» Input for this task
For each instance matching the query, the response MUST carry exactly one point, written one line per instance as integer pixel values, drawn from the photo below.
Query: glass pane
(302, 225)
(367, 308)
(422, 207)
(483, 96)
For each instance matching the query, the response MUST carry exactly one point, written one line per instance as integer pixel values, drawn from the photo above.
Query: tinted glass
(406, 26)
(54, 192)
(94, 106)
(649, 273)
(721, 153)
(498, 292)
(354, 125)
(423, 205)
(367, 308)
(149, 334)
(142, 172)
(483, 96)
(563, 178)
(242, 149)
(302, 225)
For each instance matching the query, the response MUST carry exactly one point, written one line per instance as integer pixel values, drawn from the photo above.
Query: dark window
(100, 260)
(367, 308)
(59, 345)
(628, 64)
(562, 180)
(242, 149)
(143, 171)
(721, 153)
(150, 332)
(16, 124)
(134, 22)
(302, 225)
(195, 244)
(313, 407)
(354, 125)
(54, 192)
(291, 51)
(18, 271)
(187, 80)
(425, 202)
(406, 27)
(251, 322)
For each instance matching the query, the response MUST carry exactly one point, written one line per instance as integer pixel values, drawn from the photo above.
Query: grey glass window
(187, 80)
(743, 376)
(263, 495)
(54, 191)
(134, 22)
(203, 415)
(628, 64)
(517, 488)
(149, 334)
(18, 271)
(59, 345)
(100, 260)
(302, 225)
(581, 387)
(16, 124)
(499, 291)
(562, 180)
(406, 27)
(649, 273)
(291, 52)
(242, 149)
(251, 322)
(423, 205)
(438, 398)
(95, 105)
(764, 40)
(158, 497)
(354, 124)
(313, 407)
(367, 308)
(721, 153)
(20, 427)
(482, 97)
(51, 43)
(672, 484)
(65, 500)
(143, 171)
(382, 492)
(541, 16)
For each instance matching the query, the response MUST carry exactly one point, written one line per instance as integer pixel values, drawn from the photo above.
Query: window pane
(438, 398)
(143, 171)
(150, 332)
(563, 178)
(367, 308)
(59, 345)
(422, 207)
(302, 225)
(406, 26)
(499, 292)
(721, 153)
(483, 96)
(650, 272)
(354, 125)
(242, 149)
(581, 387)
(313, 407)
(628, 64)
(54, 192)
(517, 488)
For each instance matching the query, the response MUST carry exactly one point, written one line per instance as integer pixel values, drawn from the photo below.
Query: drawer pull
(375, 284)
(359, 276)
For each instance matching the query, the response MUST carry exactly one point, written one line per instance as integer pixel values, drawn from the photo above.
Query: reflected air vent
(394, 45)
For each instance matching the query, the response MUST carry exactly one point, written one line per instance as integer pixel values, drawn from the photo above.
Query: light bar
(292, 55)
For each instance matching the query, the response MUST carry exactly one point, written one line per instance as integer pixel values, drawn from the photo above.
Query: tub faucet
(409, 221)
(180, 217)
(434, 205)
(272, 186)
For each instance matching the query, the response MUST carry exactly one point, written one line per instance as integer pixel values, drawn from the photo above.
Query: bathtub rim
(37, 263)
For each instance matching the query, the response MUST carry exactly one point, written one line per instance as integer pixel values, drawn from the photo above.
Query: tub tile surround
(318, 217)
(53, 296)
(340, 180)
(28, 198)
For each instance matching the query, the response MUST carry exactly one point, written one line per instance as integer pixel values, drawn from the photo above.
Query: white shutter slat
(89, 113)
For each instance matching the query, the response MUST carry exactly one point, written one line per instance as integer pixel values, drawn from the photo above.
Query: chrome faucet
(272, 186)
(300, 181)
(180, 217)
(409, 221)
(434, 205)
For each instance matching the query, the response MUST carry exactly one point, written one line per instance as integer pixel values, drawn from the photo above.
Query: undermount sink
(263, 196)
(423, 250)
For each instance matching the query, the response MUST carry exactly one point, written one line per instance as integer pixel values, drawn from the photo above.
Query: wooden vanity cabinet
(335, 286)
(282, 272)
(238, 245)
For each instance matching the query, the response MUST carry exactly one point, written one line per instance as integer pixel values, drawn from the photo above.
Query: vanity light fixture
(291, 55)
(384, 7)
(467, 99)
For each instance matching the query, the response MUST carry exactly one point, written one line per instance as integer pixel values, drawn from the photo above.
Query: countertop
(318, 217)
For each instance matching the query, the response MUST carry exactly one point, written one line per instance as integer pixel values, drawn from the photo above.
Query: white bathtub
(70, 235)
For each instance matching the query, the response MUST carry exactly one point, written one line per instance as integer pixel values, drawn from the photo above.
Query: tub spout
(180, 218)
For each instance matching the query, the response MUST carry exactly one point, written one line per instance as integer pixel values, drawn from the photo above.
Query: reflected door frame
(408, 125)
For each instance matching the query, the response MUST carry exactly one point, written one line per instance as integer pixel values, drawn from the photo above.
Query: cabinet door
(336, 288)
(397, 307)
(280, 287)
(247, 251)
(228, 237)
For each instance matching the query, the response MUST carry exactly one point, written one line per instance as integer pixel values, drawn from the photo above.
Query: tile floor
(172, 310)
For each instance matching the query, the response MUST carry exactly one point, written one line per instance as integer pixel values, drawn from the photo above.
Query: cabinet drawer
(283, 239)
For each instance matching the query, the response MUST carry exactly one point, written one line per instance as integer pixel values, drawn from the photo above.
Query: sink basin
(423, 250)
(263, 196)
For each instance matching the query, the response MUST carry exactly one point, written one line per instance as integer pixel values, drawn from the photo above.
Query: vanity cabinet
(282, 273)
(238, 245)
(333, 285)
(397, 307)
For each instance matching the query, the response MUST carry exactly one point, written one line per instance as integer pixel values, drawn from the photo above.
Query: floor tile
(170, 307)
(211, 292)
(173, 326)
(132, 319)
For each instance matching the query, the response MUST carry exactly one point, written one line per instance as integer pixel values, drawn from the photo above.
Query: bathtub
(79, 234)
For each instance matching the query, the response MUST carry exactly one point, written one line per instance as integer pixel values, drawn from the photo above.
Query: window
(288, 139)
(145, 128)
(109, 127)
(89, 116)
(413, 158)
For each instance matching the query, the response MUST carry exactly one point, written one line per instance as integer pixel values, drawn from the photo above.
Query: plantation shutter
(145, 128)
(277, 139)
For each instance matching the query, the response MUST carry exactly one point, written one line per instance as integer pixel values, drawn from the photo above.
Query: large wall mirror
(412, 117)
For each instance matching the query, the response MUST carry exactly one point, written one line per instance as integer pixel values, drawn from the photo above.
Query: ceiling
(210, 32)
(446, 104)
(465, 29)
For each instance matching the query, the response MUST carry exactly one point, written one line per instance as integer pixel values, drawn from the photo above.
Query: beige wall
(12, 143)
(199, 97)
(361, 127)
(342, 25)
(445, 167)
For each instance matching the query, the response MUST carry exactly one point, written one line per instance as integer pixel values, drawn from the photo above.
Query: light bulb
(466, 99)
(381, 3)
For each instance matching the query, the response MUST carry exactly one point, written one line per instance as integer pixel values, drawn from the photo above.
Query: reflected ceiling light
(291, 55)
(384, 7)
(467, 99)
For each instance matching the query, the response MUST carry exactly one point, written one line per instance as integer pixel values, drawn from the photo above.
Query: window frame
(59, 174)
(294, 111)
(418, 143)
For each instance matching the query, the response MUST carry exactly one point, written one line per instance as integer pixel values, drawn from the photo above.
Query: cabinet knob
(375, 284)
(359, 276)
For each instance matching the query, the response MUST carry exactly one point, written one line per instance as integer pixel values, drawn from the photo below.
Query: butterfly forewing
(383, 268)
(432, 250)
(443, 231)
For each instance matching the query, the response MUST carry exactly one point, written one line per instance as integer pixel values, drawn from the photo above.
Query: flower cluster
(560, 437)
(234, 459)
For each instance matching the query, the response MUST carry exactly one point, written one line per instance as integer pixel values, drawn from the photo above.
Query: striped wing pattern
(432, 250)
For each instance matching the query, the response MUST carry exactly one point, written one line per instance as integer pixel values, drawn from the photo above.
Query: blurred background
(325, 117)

» Work required
Copy the material above, line for line.

» Full answer
For each instance matching the query, the response MUST carry exactly one point, written one line per instance as integer pixel values, drawn from the photo below.
Query: glass pane
(302, 225)
(367, 308)
(422, 207)
(483, 96)
For each instance matching the query, the response MUST carry exactly one point, written one line per instance as integer pixel values, drawn from the photo above.
Query: tinted glass
(406, 26)
(54, 192)
(94, 106)
(649, 273)
(721, 153)
(498, 292)
(354, 125)
(423, 205)
(367, 308)
(149, 334)
(142, 172)
(483, 96)
(563, 178)
(242, 149)
(302, 225)
For each instance matching the query, the response MUST carry exactly one point, written one line per instance as integer pixel values, drawn from the photo above.
Query: dark window
(100, 260)
(367, 308)
(59, 345)
(628, 64)
(562, 180)
(242, 149)
(143, 171)
(721, 153)
(150, 332)
(16, 124)
(134, 22)
(302, 225)
(195, 244)
(313, 407)
(354, 125)
(54, 192)
(291, 51)
(18, 271)
(187, 80)
(425, 202)
(406, 27)
(251, 322)
For each instance matching the query, the response MUST carry exactly one point, written one line per instance as integer pixel values, drawn from the photo above.
Query: grey glass window
(187, 80)
(743, 376)
(263, 495)
(54, 191)
(134, 22)
(203, 415)
(628, 64)
(517, 488)
(149, 334)
(18, 271)
(59, 345)
(100, 260)
(302, 225)
(581, 387)
(16, 124)
(499, 291)
(562, 180)
(406, 27)
(649, 273)
(291, 52)
(242, 149)
(251, 322)
(423, 205)
(438, 398)
(95, 105)
(764, 40)
(158, 497)
(354, 124)
(313, 407)
(367, 308)
(721, 153)
(20, 427)
(482, 97)
(51, 43)
(672, 484)
(65, 500)
(143, 171)
(382, 492)
(541, 16)
For each instance matching the query, the response MUST carry exactly one point, written one line per instance as integer pixel values, drawn from the photo above.
Query: window pane
(438, 398)
(143, 171)
(150, 332)
(563, 178)
(367, 308)
(59, 345)
(422, 207)
(302, 225)
(406, 26)
(499, 292)
(721, 153)
(483, 96)
(650, 272)
(354, 125)
(242, 149)
(581, 387)
(313, 407)
(628, 64)
(54, 192)
(517, 488)
For each instance matching the query, the response MUST carry exactly one point, written one line per instance as integer pixel values, drawn from the photo below.
Query: drawer pull
(375, 284)
(359, 276)
For each instance matching the query, the response MUST carry exactly one point, written one line per instance as integer pixel values, drawn from the photo above.
Query: reflected air vent
(394, 45)
For each instance matching the query, the response MUST carry exactly one point, written one line per instance as integer pixel values, drawn from the photo above.
Query: light bar
(292, 55)
For each instance matching the query, the response MUST carry exactly one point, written one line per instance as integer pixel values, drawn from the photo above.
Query: tub faucet
(409, 221)
(180, 217)
(434, 205)
(272, 186)
For each instance matching the query, the response MUST carry exactly one point, written one line per instance as integer pixel values, drawn from the photo above.
Query: bathtub rim
(37, 263)
For each instance matching the query, the response MUST carry exactly one point, written one line per instance as integer pixel values, drawn from the photo above.
Query: tub tile surround
(318, 217)
(53, 296)
(340, 180)
(28, 198)
For each instance matching the query, the response MUST carry exactly one point, written one line per instance as integer pixel values, drawn from the photo above.
Query: white shutter slat
(89, 113)
For each instance matching the query, the response MUST carry exactly one point, written one line per instance as integer pixel values, drawn from the photo above.
Query: chrome faucet
(272, 186)
(300, 181)
(180, 217)
(409, 221)
(434, 205)
For each instance matching the query, the response MUST carry exactly one point, written one line per instance as integer pixel values, drawn from the photo above.
Query: undermount sink
(263, 196)
(423, 250)
For each instance matching the query, the response MUST carry exactly one point, written one line per instance as integer pixel values, drawn from the photo above.
Query: wooden vanity cabinet
(335, 286)
(282, 272)
(238, 245)
For each instance matching the query, the response MUST carry exactly one point, written one line per instance as integer pixel values, drawn from the photo above.
Query: vanity light fixture
(291, 55)
(384, 7)
(467, 99)
For each instance matching the query, the response MUST carry exactly one point, written one line per instance as integer pixel values, drawn from the photo above.
Query: countertop
(318, 217)
For each instance matching the query, the response MUST carry exactly one point, written one line per instance as integer pixel values, drawn from the photo above.
Query: white bathtub
(70, 235)
For each instance matching the query, the response MUST carry exactly one point, written one line per instance as integer pixel values, drawn from the photo above.
Query: tub spout
(180, 218)
For each instance matching the query, the response MUST carry exactly one point, written one line per instance as integer pixel values, drawn from the photo above.
Query: reflected door frame
(408, 125)
For each instance matching the query, the response MUST carry exactly one point, written one line per instance as integer pixel values, drawn from the photo above.
Query: cabinet door
(336, 288)
(397, 307)
(280, 287)
(247, 251)
(228, 237)
For each instance matching the query, the response MUST carry exactly one point, written one line per instance as integer pixel values, drawn from the photo above.
Query: tile floor
(172, 310)
For each instance matching the query, the response MUST carry exactly one point, written one line per instance as integer pixel values, drawn from the photo above.
Query: cabinet drawer
(283, 239)
For each instance matching the query, the response MUST carry exactly one point, written one line per instance as integer pixel values, drawn from the photo above.
Query: sink basin
(423, 250)
(263, 196)
For each instance matching the query, the response MUST carry exactly one point, written one line per instance as integer pixel values, drawn from the photo above.
Query: vanity cabinet
(282, 273)
(238, 245)
(333, 285)
(397, 307)
For each instance matching the query, the response MUST carry exactly one point, written one line per instance as integer pixel values, drawn from the photo above.
Query: floor tile
(170, 307)
(211, 292)
(173, 326)
(132, 319)
For each instance matching the query, the response MUST carry exactly one point, written one line per instance as integer pixel values, drawn from the photo above.
Query: bathtub
(79, 234)
For each instance matching the query, the response MUST carry exactly one point, written one line per instance as integer pixel values, drawn from the photo above.
Query: window
(288, 139)
(145, 128)
(109, 127)
(89, 116)
(413, 158)
For each instance matching the query, the response MUST carry exactly one point, written one line per instance as integer pixel values, drawn from the photo above.
Query: plantation shutter
(145, 128)
(277, 139)
For each instance matching the query, the response MUST carry exactly one point, written one line per instance as integer pixel values, drawn from the photo above.
Query: large wall mirror
(412, 117)
For each instance matching the query, the response MUST carry exactly one point, written one line per instance as integer pixel values, drawn from the photo above.
Query: ceiling
(210, 32)
(446, 104)
(465, 29)
For each instance matching the query, the response MUST carry exactly one point, written one line per instance as integer pixel values, drawn from the photo above.
Query: beige wall
(12, 143)
(199, 97)
(361, 127)
(342, 25)
(445, 167)
For each instance matching the query, the response MUST carry exactly one point, written one line per instance as integer pixel values, drawn from the photo above.
Query: light bulb
(466, 99)
(381, 3)
For each instance matching the query, the response MUST carry exactly one point, written one line per instance as integer pixel values, drawn from the photo above.
Query: reflected ceiling light
(291, 55)
(384, 7)
(467, 99)
For each instance matching the query, the response MUST carry exactly one point, written one line per instance as integer pixel values, drawn from the photo above.
Query: window frame
(59, 174)
(294, 111)
(418, 143)
For each instance matching the query, the response MUST carry exactly one point, written one line per instance as integer pixel values, drawn from the photo above.
Query: cabinet knob
(375, 284)
(359, 276)
For each instance matching the query, the response MUST carry exactly one point, written one line per instance as integer pixel values, drawn from the photo below.
Query: butterfly forewing
(383, 268)
(432, 250)
(443, 231)
For each instance matching the query, the response MUST carry exactly one point, written one line per instance as integer pixel values, drawn from the photo above.
Query: flower cluster
(560, 437)
(234, 459)
For each instance matching the query, the response MUST carry exactly one point, written one line per instance as integer pixel values, drawn from the photo above.
Query: striped wing pattern
(432, 250)
For each instance matching the query, the response MUST carry exactly one point, written one line per instance as integer pixel values, drawn from the photo above.
Query: blurred background
(325, 117)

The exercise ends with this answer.